PASSAGE SHOWN:
Apache Airflow
Apache Airflow
Overview
Apache Airflow is a platform for programmatically authoring,
scheduling, and monitoring workflows. It is completely open-source and is
especially useful in architecting complex data pipelines. It's written in
Python, so you're able to interface with any third party python API or
database to extract, transform, or load your data into its final destination. It
was created to solve the issues that come with long-running cron tasks that
execute hefty scripts.
With Airflow, workflows are architected and expressed as DAGs, with
each step of the DAG defined as a specific Task. It is designed with the
belief that all ETL (Extract, Transform, Load data processing) is best
expressed as code, and as such is a code-first platform that allows you to
iterate on your workflows quickly and efficiently. As a result of its code-
first design philosophy, Airflow allows for a degree of customizibility and
extensibility that other ETL tools do not support.
Core Concepts
DAG
DAG stands for "Directed Acyclic Graph". Each DAG represents a
collection of all the tasks you want to run and is organized to show
relationships between tasks directly in the Airflow UI. They are defined
this way for the following reasons:
1.Directed: If multiple tasks exist, each must have at least one
defined upstream or downstream task.
2.Acyclic: Tasks are not allowed to create data that goes on to self
reference. This is to avoid creating infinite loops.
3.Graph: All tasks are laid out in a clear structure with processes
occurring at clear points with set relationships to other tasks.

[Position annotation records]
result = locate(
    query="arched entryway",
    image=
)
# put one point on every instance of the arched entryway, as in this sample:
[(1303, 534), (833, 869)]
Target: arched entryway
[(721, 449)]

---

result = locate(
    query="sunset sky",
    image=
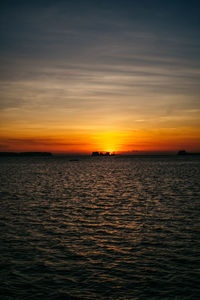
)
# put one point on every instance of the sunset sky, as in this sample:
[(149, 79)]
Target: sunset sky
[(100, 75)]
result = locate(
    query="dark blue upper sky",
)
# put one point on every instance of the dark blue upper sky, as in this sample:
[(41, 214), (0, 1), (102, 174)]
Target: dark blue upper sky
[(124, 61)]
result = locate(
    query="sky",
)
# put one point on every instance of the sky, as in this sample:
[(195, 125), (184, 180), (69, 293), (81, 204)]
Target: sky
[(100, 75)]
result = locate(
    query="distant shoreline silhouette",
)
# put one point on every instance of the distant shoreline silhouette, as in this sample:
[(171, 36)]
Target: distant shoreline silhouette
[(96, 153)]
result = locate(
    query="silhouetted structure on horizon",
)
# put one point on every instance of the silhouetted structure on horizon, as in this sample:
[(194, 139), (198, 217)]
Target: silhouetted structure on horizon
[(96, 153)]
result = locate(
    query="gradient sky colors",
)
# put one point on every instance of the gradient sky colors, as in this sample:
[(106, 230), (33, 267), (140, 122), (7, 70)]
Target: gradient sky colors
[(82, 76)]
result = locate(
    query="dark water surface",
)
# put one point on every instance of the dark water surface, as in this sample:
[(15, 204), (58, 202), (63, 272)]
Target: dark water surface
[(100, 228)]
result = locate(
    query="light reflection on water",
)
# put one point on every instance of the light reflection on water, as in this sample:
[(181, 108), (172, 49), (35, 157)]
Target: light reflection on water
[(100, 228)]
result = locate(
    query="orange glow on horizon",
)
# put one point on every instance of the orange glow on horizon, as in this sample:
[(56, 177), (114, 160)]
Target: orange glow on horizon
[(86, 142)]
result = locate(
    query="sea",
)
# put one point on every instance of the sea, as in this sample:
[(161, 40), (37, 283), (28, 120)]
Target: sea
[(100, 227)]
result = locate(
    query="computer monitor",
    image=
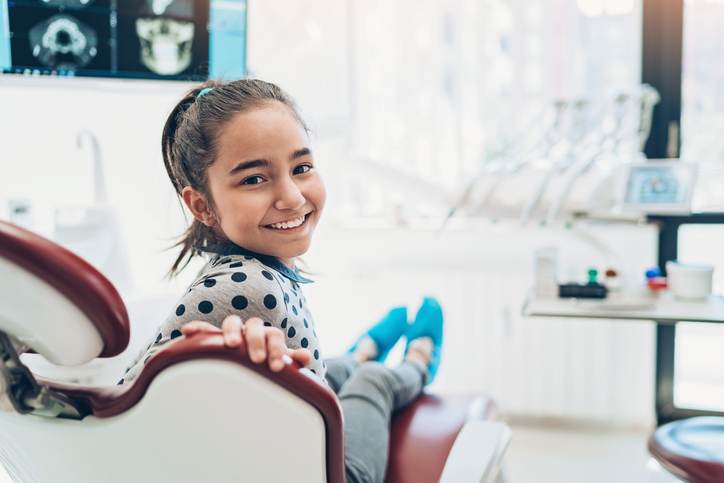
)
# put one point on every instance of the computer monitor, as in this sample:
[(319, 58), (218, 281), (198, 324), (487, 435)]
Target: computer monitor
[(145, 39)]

* * *

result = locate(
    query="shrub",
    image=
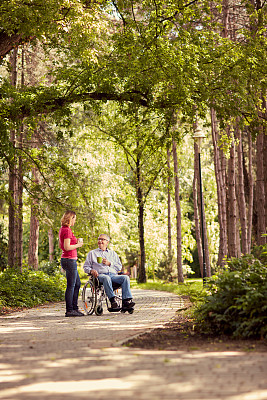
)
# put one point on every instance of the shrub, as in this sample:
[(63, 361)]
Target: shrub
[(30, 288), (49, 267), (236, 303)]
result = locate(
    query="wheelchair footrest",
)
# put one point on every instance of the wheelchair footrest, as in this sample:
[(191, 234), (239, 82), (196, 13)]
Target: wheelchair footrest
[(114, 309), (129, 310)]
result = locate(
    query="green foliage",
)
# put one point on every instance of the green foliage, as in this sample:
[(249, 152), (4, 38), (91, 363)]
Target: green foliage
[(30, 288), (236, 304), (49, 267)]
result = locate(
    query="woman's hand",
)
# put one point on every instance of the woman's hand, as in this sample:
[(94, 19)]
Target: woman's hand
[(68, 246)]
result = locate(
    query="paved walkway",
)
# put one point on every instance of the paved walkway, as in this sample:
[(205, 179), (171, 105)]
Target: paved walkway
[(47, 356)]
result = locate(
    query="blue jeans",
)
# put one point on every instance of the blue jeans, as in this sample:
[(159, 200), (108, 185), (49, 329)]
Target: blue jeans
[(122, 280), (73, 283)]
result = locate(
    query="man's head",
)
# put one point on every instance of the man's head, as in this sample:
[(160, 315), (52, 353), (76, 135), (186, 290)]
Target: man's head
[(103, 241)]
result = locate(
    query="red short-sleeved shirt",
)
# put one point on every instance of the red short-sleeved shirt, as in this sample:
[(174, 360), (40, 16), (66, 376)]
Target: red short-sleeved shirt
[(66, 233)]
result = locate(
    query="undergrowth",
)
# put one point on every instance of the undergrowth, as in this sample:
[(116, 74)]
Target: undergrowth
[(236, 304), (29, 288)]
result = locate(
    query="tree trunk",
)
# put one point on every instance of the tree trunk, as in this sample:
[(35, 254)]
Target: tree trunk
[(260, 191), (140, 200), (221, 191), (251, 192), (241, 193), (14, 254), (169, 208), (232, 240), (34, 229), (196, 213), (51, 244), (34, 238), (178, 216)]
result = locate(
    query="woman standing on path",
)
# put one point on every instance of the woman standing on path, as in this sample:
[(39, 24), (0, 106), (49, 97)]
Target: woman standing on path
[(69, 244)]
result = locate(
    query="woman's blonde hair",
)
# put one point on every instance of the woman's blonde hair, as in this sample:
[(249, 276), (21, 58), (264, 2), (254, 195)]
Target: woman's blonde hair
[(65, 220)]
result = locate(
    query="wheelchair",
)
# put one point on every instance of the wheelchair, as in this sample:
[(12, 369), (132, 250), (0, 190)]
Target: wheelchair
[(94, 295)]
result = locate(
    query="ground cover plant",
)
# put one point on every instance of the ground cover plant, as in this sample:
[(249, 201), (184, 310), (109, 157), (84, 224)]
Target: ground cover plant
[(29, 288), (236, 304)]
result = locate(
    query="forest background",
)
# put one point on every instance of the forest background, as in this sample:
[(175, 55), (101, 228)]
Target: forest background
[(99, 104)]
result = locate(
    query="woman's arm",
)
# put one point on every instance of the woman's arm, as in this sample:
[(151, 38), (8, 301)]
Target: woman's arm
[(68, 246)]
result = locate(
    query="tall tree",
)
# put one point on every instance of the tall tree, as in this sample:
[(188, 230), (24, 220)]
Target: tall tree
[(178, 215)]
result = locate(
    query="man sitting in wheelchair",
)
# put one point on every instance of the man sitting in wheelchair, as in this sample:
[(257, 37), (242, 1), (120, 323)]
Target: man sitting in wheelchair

LIST OF TASKS:
• 1. According to the Apache Airflow overview, what problem was Airflow created to solve?
• 2. Count the lines of the records that contain the string "glow" and give only that number.
The text and the records come from unrelated sources.

THE REPLIES:
• 1. The issues that come with long-running cron tasks that execute hefty scripts.

• 2. 3